_ページ抜粋_:
= = = =

28歳力士が新型コロナで死去 国内初20代の死亡報告角界から…スポーツ界影響必至

 日本相撲協会は13日、高田川部屋に所属する西三段目82枚目の勝武士(本名・末武清孝)さんが同日午前0時30分、新型コロナウイルス性肺炎による多臓器不全のため、都内病院で死去したと発表した。28歳だった。協会員の新型コロナウイルス感染による死去は初めて。4月10日に角界初の陽性と判定され、同19日から集中治療室で治療を受けていた。同部屋では師匠の高田川親方(元関脇安芸乃島)らも感染した。国内でのコロナ禍による20代の死亡は初めてとみられ、現役プロスポーツ選手でも初めてと衝撃は大きい。

 1カ月以上、新型コロナと闘い、勝武士さんは天国に旅立った。28歳の若さで無念としか言いようがない死だ。

 協会発表によれば、都内の医療機関が逼迫(ひっぱく)した時期と重なったことが悲運だった。4月4日から高熱が続く中、保健所に電話してもつながらず、病院の受け入れ先はなかなか決まらなかった。同8日夜に都内の大学病院に入院し、翌9日に状態が悪化し別の病院に転院。同10日に角界で初の陽性と判明した。同19日から集中治療室(ICU)で治療したが、13日午前0時30分、息を引き取った。

 角界入り14年、最高位は東三段目11枚目。関係者によれば糖尿病の持病があった。陽気な性格でお酒好き。愛される人柄だった。巡業などで禁じ手を面白く紹介する「初っ切り」の名手で、2月の花相撲でも披露し大いに沸かせていた。

 八角理事長(元横綱北勝海)は広報を通じて「協会員一同、心より哀悼の意を表します。ご遺族の皆様方のご傷心を察しますと、お慰めの言葉も見つかりません。1カ月以上の闘病生活、ただただ苦しかったかと思いますが、力士らしく、粘り強く耐え、最後まで病気と闘ってくれました。今はただ、安らかに眠ってほしいと思います」と冥福を祈った。

= = = =

_抽出エントリ_:

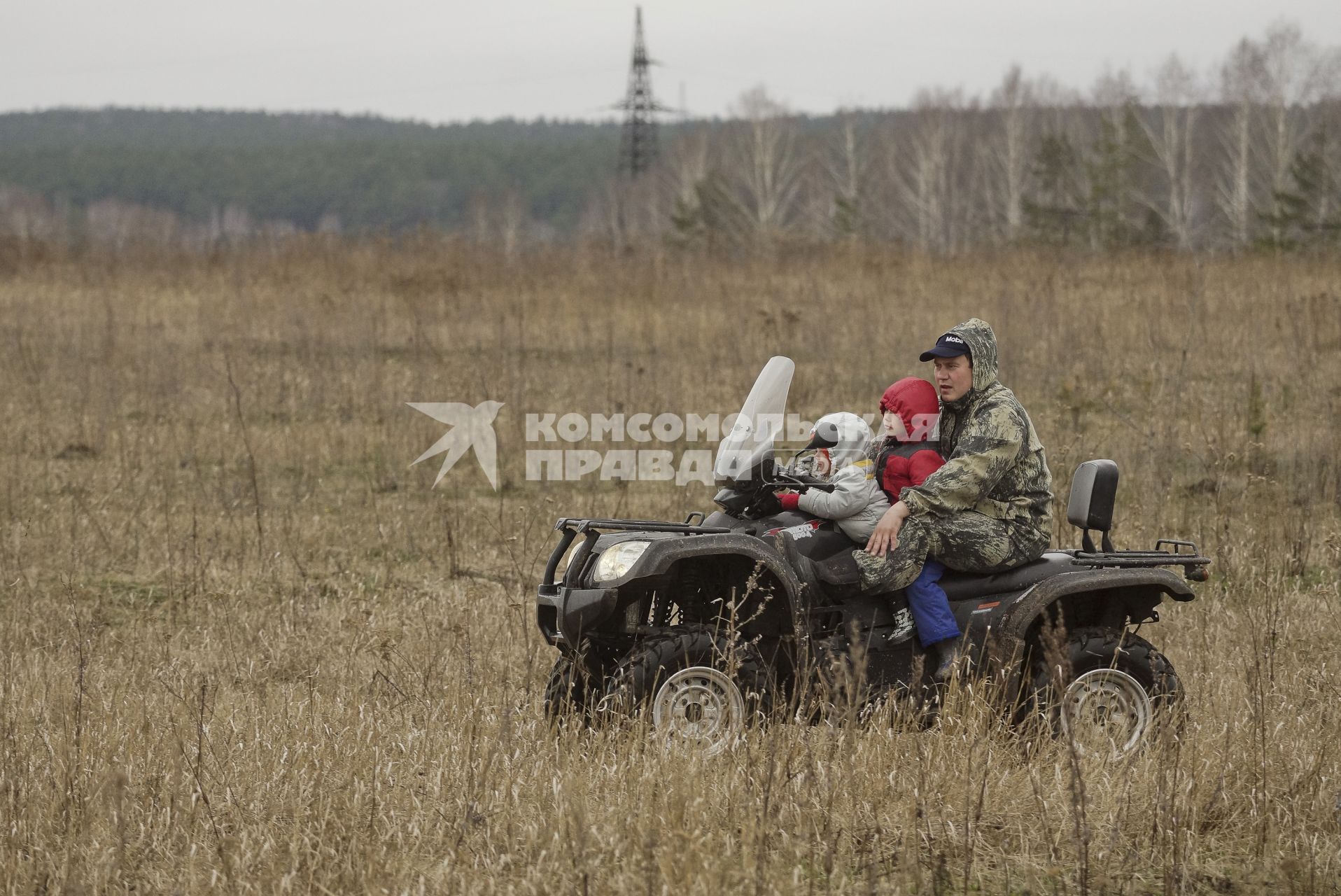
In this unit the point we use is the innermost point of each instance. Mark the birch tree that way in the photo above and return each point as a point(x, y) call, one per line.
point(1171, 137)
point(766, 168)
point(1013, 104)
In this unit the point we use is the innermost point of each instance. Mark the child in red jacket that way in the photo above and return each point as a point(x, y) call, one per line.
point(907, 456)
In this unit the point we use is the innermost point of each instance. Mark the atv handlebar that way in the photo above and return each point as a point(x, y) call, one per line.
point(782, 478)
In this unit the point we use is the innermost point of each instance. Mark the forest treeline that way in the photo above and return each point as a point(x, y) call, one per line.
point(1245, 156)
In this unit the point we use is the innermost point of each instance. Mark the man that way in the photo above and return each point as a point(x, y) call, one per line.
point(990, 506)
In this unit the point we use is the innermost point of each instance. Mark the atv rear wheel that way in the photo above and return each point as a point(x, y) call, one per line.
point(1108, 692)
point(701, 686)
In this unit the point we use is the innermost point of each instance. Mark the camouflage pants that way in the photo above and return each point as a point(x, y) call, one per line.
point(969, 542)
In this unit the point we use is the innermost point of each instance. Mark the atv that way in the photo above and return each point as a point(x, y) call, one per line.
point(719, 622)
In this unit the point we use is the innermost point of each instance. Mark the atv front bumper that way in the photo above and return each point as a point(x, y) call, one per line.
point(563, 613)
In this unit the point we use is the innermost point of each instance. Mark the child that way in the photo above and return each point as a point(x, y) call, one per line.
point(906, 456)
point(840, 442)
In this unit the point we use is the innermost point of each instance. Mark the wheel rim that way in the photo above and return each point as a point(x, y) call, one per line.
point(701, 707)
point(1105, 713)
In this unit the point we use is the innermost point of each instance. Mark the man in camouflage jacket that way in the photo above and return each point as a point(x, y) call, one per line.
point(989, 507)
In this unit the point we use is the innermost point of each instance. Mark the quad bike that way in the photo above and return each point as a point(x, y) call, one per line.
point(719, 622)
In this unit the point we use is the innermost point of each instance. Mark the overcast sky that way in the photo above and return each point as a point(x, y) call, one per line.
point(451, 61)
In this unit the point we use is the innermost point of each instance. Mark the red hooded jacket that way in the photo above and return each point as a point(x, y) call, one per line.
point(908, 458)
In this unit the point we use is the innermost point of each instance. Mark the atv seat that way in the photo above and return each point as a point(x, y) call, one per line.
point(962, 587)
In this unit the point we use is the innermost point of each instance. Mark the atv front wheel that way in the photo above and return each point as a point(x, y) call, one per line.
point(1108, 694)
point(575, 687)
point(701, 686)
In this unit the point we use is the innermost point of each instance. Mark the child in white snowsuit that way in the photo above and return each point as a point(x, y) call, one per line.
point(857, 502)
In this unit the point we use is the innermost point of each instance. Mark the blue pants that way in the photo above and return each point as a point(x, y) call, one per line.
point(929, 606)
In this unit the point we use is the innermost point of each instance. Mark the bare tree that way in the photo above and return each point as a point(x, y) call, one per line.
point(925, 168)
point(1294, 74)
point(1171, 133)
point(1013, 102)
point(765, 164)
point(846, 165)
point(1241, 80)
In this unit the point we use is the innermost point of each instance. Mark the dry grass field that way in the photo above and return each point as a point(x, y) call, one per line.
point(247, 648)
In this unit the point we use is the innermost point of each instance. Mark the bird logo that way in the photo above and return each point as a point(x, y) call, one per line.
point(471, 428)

= = = =

_実施課題_:
**A)** 次の(i)〜(iii)の記述が力士死去の記事の内容と一致するかを判定し、それぞれ「はい」または「いいえ」で答えてください。あわせて、判断の根拠となる記事中の語句を正確に引用してください。
(i) 勝武士さんは4月8日夜に都内の大学病院に入院した。
(ii) 勝武士さんの最高位は西三段目82枚目である。
(iii) 勝武士さんは2月の花相撲で初っ切りを披露した。
**B)** 力士死去の記事を、最後の文の後から書き継いでください。

_課題の解答_:
**A)**
(i) はい。「同8日夜に都内の大学病院に入院し」
(ii) いいえ。「最高位は東三段目11枚目」
(iii) はい。「2月の花相撲でも披露し大いに沸かせていた」

**B)**
 ついに角界から出た死者。国内のプロスポーツ選手では初めてで、いまだ開幕していないプロ野球、再開のめどの立たないJリーグなどスポーツ界への衝撃も必至だ。

 角界の感染者はこれまで7人。協会は個人情報保護から幕下以下の力士は名前、所属部屋を公表していなかったが高田川部屋では師匠、十両白鷹山らと少なくとも3人の感染が明らかになった。15人以上の弟子を抱える、ある部屋持ち親方は「本当にショックだよ。怖い。怖さと緊張。緊張の毎日」と、さらなる恐怖感を募らせた。

 高田川部屋での稽古は当面、停止となる。芝田山広報部長(元横綱大乃国)は「稽古が再開できる状況ではない。葬儀の日程を決める状況でもない」と葬儀、告別式も未定だ。

 師匠をはじめ同部屋関取の幕内輝、竜電、十両白鷹山も対応は難しい。同部長は「(高田川部屋は)取り込んでいる状況。師匠も一番最初から入院している子(勝武士さん)のことが気がかりでどうしようもない状況だったと思う。しばらくはそっとしてあげておいてほしい」と弟子、同僚を亡くした悲痛な心中を思いやった。